BRANO:
------------------------------------------------------------

Ci è venuta in mente questa cosa di loghi e sirene per parlare di mare e catastrofi.
Intanto possiamo dare qualche numero: 25, 1 e 30, più o meno. Sono misura di anni: i 25 dopo Chernobyl; e l’1 dopo la marea nera del Golfo del Messico e misura di giorni: i 30 dal terremoto/tsunami nucleare in Giappone.
Chernobyl non si può né nascondere né dimenticare, né si può ignorare la drammatica situazione di chi è sopravvissuto e non ha potuto far altro che rimanere in un ambiente contaminato. Nel 20° anniversario l’accademia delle scienze ucraina e bielorussa stimava 100mila vittime, l’AIEA 4.000, altre statistiche 200mila solo per Ucraina, Russia e Bielorussia. Una onlus che si occupa dei bambini di Chernobyl nel 2008 denunciò che le cure per i numerosi casi di leucemia non erano altro che impacchi di Vodka e Vodka diluita con acqua per le flebo. Chernobyl non sversò direttamente in mare, sparò in atmosfera, ma la nuvola gravida di radionuclidi, con le piogge primaverili bagnò la terra e poi via nella falda ecc. ecc seguendo il ciclo dell’acqua fino al Mar Nero e ritorno.

------------------------------------------------------------

RIGHE ESTRATTE:
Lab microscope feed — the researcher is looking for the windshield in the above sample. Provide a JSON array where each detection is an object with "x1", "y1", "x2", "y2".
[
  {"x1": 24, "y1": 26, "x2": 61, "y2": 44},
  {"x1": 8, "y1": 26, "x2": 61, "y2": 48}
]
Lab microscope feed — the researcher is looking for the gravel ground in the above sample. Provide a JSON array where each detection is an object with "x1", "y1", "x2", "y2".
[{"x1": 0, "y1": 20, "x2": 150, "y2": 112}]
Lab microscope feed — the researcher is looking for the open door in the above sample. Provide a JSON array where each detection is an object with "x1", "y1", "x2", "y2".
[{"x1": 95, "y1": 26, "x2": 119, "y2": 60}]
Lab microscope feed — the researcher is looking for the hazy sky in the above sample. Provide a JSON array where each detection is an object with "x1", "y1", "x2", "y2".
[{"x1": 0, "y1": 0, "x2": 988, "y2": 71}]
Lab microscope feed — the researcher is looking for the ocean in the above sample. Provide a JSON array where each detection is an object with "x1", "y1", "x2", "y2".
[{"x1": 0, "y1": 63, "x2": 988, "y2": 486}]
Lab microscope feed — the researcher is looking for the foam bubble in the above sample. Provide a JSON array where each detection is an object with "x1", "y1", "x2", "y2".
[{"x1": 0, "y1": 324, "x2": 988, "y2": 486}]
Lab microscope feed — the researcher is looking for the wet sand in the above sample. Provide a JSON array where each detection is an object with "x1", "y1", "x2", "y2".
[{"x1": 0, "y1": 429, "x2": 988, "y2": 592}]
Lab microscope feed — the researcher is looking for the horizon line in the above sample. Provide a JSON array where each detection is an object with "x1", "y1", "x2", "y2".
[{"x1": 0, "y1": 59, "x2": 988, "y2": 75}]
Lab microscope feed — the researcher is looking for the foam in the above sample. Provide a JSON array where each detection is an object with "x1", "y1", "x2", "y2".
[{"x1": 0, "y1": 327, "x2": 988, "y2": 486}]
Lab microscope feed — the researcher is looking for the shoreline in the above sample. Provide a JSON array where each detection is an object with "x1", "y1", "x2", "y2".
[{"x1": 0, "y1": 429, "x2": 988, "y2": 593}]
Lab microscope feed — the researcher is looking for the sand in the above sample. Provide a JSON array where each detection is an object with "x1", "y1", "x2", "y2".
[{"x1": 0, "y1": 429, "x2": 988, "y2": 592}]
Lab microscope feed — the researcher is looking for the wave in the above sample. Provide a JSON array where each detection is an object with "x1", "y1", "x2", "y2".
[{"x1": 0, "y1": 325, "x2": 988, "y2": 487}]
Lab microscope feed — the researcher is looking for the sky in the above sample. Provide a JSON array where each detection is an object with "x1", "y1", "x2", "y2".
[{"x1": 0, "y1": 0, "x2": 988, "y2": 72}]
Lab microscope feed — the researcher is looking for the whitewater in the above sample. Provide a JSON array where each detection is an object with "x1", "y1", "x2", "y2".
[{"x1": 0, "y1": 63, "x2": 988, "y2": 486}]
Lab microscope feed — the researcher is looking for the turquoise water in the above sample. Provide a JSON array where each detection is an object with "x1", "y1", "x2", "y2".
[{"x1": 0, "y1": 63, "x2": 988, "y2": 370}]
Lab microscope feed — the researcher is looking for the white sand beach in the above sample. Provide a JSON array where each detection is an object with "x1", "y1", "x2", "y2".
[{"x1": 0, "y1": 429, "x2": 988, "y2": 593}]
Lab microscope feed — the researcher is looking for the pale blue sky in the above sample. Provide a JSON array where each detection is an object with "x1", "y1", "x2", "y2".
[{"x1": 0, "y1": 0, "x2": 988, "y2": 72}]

------------------------------------------------------------

CONSEGNA:
Elenca tutte le stime del numero di vittime di Chernobyl riportate nel brano sulle catastrofi e il mare, indicando per ciascuna chi l'ha fornita. Le righe non servono a nulla in questo esercizio.

RISPOSTA:
- 100mila: accademia delle scienze ucraina e bielorussa
- 4.000: AIEA
- 200mila, solo per Ucraina, Russia e Bielorussia: altre statistiche